PROVIDED PASSAGE

__________

Walsh’s comments drew applause from several rows of those observing the hearing.
But Assemblywoman Holly Schepisi (R-Bergen) — a vocal critic of the process that has judges overseeing the establishment of housing quotas for municipalities, with Fair Share usually involved — complained that Walsh has refused to consider legislative alternatives. She also charged that he has called her names, including xenophobic.
“You’ve been so quick to just try to shut down any conversation, any reasonable conversation, putting forth the most inflammatory language against any member of this body who’s attempting to do their job and that’s wrong,” she said.
“That’s false,” Walsh quickly interjected.
“It’s unfortunate that the theme that appears to dominate the discussion, at least through your center, is one of racism,” said Assembly Minority Leader Jon Bramnick (R-Union), who sat in on the hearing although he is not a member of the committee. “You may, through your testimony, throw race into this discussion. That is your prerogative. But I would submit that there are numbers of housing units that would be deemed overdevelopment, and these mayors who speak before this Legislature have the absolute right and have a legitimate basis in saying there are communities that do not have the infrastructure, land, or systems to support that kind of development. Not every decision, not every position of every mayor in this state is racist.”
“I didn’t say it was,” Walsh responded.
Bramnick’s comment drew applause from the mayors and other officials sitting in the front row.
Later in the hearing, two more speakers raised the issue of race again. Terrence Porter, pastor of Pilgrim Baptist Church and president of the Red Bank Affordable Housing Corp., said he found it “somewhat disheartening” that many of those speaking against housing obligations did so “from a place of privilege,” rather than looking at the opportunity good homes can provide.

__________

STORED DATA
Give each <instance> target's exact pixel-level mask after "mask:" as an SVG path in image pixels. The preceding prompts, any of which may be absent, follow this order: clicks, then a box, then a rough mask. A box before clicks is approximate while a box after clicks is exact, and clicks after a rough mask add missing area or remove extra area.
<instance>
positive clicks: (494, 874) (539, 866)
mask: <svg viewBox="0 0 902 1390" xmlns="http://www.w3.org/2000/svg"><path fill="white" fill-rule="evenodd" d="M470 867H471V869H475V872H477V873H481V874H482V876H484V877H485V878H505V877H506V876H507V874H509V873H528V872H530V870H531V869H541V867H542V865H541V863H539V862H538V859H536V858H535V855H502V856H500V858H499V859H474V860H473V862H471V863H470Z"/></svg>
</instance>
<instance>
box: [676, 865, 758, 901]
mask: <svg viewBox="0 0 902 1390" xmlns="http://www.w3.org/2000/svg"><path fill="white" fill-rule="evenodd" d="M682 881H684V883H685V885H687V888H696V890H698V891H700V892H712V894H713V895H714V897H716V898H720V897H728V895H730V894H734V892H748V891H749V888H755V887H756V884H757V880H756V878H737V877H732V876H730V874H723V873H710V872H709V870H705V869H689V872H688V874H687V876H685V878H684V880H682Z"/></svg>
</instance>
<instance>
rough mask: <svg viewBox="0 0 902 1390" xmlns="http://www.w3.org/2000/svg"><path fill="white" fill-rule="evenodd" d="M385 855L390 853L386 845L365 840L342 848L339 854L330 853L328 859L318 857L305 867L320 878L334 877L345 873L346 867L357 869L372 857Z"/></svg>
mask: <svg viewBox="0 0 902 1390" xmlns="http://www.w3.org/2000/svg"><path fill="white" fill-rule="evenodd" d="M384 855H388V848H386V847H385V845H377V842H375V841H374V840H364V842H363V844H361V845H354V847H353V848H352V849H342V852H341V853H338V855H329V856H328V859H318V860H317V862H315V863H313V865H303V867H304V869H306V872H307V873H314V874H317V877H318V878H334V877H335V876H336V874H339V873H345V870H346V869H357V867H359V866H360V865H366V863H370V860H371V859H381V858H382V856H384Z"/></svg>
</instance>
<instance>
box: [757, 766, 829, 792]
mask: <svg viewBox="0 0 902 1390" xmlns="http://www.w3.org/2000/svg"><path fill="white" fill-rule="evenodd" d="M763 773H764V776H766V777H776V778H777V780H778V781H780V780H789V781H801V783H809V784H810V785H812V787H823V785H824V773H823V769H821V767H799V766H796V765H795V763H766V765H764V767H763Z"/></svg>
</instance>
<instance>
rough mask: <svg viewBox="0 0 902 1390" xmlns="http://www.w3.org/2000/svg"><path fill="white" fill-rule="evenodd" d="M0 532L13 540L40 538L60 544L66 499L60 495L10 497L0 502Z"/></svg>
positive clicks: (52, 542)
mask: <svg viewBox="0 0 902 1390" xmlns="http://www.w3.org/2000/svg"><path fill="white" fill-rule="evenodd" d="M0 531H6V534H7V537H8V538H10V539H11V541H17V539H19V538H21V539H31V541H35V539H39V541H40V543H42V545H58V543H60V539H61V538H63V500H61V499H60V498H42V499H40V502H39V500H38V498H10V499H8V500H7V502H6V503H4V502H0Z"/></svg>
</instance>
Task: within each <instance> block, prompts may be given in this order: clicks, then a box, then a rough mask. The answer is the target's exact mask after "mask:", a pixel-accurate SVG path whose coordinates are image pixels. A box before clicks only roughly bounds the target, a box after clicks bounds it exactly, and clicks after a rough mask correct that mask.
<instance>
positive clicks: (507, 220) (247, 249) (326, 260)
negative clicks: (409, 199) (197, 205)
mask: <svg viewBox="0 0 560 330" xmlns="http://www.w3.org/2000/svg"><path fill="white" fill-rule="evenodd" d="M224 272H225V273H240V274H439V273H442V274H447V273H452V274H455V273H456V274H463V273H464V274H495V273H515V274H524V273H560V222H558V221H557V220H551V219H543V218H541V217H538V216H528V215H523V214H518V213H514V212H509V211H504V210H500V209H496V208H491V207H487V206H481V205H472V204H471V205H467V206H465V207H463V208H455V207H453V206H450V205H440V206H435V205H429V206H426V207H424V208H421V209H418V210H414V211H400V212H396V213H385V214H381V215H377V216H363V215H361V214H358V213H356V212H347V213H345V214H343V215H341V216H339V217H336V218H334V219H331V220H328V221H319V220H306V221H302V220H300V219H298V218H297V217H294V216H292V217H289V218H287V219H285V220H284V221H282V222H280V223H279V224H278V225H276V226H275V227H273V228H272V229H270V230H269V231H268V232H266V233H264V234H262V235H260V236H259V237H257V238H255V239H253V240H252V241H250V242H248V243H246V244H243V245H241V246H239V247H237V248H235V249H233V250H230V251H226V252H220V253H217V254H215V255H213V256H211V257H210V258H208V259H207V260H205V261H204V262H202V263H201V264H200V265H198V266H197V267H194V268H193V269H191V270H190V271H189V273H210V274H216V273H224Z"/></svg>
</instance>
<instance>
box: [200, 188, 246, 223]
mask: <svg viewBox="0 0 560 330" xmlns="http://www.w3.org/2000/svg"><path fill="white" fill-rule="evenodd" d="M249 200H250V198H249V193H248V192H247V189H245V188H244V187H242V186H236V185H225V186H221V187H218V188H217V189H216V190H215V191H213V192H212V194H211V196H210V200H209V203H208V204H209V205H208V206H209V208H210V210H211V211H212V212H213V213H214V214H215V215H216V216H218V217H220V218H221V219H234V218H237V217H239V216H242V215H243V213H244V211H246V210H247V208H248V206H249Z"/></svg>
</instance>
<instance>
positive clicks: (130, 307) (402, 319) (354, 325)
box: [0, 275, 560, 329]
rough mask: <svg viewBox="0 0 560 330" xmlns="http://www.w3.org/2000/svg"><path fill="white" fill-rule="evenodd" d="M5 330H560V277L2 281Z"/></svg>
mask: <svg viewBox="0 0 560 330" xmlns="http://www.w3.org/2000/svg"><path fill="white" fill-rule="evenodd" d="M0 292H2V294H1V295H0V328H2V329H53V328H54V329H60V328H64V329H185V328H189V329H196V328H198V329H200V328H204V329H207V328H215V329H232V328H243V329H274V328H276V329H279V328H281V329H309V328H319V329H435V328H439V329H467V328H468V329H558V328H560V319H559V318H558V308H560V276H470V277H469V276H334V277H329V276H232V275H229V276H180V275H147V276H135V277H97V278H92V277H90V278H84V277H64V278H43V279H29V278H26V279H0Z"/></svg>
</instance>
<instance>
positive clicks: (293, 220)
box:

__________

ACTIVITY 1
Translate this sentence from the housing hearing excerpt into Spanish: "Bramnick’s comment drew applause from the mayors and other officials sitting in the front row."
ACTIVITY 2
Carry on the account of the New Jersey housing hearing from its final sentence.

ANSWER SECTION 1
El comentario de Bramnick provocó aplausos de los alcaldes y otros funcionarios sentados en la primera fila.

ANSWER SECTION 2
“Race does play a major factor,” he said.
Connie Pascale, who retired from Legal Services of New Jersey after working for 40 years and is now on the board of Solutions to End Poverty Soon, said it’s all about race. He talked about the historical, “intentional,” government-sponsored segregation of New Jersey as the reason why the state is among the most segregated in the nation.
“Thank God for Kevin Walsh and for Mike McNeil, who raised the real issue, which has been the issue since Mount Laurel began, which is race,” Pascale said. “It’s about race. That’s what it is.”
But Jeffrey Surenian, who represented more than 50 municipalities in affordable-housing issues and opposed Fair Share in several housing cases, said towns are not against affordable housing “and it is not racial.” He noted that hundreds of towns have approved housing plans and said officials would not have agreed to zone for affordable homes if they had racist views. “It is not helping the conversation to make any racial accusations,” he said. “It inflames. It doesn’t help get the ball down the lane.”
More than 40 years after the state Supreme Court issued the first of several Mount Laurel rulings requiring all municipalities to provide their “fair share” of the needed affordable housing, the issue continues to be divisive, with many suburban officials saying they cannot handle more development and advocates complaining that those communities continue to balk at satisfying their requirements.
Recently, local officials have complained about having to accept high-density developments combining affordable and market-priced units agreed upon through court settlements. After 16 years of inaction on state housing rules, the Supreme Court gave the Superior Courts the authority to oversee housing matters and approve local housing plans that include zoning.
One by one, mayors and other municipal officials from a number of towns came forward to complain that their individual housing obligations are too large to accommodate, particularly through the use of so-called inclusionary developments that typically include four market-priced units for every affordable unit.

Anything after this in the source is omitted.